Exercise materials:
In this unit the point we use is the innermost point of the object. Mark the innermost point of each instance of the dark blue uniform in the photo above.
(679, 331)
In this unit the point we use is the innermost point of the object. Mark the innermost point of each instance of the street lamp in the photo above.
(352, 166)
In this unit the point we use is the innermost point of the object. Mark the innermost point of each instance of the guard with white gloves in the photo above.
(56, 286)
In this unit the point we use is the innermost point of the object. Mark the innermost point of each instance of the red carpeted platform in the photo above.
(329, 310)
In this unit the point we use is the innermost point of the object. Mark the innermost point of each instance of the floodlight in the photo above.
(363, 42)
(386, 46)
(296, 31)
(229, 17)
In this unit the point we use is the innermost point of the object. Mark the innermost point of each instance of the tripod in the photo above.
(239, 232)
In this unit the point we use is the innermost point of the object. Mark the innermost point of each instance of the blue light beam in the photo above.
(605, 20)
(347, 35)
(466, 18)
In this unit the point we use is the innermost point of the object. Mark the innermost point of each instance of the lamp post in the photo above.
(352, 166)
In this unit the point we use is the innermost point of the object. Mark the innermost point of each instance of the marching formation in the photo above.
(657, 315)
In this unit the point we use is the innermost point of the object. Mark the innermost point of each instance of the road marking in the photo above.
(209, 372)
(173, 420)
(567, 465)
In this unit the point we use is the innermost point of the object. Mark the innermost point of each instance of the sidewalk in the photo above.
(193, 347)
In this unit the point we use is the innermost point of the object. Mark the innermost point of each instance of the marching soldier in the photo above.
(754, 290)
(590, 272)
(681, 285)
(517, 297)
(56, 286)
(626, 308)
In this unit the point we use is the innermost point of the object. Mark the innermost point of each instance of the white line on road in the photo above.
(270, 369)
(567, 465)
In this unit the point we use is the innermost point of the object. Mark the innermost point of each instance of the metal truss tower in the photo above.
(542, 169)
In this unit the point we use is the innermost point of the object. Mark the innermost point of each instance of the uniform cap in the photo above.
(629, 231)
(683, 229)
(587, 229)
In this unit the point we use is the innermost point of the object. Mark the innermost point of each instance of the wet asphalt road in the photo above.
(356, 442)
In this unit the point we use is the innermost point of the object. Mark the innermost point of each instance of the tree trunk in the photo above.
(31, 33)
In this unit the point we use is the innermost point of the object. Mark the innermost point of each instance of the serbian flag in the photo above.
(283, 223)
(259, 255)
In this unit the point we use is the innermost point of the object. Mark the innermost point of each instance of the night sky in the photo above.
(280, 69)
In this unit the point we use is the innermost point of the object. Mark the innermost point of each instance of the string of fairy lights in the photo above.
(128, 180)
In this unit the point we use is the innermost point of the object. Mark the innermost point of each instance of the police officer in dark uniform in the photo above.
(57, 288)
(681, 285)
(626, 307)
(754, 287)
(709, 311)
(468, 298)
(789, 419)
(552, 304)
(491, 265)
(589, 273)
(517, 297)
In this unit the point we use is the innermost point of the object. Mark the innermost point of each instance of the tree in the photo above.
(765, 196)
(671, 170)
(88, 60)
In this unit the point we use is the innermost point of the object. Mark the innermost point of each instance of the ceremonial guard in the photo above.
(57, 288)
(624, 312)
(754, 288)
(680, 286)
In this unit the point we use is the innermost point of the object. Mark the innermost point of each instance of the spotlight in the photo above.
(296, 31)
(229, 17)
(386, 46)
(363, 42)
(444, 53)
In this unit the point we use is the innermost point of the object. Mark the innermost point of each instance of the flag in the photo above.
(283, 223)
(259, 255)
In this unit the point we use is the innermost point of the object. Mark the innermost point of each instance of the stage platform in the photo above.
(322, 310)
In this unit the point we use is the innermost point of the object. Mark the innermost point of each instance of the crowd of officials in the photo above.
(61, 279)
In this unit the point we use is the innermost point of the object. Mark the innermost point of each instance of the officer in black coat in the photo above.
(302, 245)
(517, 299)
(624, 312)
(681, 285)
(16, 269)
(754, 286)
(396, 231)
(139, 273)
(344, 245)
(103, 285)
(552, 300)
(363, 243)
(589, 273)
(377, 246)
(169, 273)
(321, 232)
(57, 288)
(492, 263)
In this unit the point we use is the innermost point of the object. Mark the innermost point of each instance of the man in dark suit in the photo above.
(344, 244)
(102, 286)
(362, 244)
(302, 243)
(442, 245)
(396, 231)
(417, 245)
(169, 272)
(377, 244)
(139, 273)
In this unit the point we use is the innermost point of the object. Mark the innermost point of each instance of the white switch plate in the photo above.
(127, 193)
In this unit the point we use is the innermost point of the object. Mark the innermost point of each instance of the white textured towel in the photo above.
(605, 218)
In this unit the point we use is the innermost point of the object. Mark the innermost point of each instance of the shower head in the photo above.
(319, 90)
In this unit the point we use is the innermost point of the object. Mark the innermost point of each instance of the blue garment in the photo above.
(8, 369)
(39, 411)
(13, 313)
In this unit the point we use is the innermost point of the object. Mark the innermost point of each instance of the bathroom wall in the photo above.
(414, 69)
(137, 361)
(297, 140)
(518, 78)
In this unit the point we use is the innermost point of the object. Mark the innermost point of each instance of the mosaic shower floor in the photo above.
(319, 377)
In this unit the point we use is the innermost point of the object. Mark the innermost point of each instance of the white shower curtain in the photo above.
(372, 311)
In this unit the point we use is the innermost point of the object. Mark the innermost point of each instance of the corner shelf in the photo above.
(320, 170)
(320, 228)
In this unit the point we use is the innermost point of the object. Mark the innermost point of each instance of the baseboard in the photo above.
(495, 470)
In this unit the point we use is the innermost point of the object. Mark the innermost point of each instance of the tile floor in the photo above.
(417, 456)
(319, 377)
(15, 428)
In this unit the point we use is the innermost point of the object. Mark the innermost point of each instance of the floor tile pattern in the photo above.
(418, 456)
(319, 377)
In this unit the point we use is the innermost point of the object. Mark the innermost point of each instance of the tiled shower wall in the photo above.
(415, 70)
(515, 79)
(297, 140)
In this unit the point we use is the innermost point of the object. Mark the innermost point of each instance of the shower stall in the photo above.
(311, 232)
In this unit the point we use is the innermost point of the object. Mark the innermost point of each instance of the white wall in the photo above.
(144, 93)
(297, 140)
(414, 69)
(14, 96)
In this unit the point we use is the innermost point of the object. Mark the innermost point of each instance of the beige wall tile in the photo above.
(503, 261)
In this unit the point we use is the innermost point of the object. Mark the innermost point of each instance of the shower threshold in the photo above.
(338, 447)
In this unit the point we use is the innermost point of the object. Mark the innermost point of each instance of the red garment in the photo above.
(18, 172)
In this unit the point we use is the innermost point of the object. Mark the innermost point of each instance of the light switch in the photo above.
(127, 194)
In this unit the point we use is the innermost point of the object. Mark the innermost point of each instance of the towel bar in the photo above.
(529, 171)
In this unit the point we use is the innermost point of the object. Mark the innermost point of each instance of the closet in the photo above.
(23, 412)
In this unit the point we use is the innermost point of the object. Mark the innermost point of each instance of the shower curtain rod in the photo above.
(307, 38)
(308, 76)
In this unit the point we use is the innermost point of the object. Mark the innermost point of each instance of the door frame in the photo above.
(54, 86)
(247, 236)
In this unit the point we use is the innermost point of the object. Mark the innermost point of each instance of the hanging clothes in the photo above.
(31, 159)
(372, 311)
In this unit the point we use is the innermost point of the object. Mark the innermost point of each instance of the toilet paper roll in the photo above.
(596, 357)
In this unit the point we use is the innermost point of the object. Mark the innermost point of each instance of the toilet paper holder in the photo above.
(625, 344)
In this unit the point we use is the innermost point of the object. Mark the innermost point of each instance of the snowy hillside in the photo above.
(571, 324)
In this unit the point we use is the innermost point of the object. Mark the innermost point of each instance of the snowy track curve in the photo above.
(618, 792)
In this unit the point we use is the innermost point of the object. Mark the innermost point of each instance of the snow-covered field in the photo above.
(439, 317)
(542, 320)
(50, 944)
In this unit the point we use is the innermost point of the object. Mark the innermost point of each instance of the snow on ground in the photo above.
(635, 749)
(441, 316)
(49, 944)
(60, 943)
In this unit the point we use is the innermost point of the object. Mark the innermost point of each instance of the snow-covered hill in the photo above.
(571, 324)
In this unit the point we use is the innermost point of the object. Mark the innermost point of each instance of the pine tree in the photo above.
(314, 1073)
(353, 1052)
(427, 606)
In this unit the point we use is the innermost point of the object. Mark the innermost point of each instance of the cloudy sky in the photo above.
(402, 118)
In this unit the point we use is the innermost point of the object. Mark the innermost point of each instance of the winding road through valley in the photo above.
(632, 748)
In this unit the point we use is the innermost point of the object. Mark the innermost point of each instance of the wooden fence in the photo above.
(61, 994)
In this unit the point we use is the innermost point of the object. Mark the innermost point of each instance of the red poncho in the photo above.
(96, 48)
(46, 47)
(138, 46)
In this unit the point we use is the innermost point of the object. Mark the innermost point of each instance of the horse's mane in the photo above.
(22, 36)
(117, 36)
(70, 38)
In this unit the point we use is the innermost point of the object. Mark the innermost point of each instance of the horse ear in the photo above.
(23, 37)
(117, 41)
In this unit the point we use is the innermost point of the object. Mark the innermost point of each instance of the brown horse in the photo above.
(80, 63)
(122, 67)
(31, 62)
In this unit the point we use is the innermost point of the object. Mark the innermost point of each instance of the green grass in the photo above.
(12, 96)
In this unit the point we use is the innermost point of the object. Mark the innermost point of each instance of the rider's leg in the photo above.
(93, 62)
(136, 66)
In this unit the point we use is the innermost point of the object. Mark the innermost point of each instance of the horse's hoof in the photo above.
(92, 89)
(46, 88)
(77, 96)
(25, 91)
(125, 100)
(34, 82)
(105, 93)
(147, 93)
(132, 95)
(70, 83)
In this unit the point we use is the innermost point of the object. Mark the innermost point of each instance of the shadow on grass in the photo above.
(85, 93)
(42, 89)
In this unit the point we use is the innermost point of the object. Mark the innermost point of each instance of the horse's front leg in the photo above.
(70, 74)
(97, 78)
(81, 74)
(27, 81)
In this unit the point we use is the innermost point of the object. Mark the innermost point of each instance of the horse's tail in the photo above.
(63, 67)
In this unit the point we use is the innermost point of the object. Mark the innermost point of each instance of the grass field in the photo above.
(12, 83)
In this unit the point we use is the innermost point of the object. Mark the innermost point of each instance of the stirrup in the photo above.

Task directions: Return exactly the lines of the data, and only those, from the line with "hoof in the photo above." through the last line, inclusive.

Problem solution:
In this unit the point we use is the innermost point of the object. Mark the innermost point of each instance of the horse's hoof in the photo above.
(92, 89)
(46, 88)
(77, 96)
(25, 91)
(125, 100)
(34, 82)
(105, 93)
(147, 93)
(132, 95)
(70, 83)
In this unit the point we use is the innermost point of the object. Mark the innermost point of each instance of the shadow on grass in the photo above.
(85, 93)
(42, 89)
In this unit the point we use is the innermost point of the object. Mark the innermost point of each instance of the horse's front leg in the photo above.
(70, 74)
(97, 78)
(81, 74)
(27, 81)
In this unit the point we use is the innermost point of the object. Mark the innermost point of each instance of the horse's tail in the photo above.
(63, 67)
In this unit the point we use is the innermost point of the object. Mark the innermost point of each instance of the grass field in the photo above.
(12, 83)
In this unit the point we use is the innermost point of the object. Mark the innermost point of each instance of the stirrup in the photo above.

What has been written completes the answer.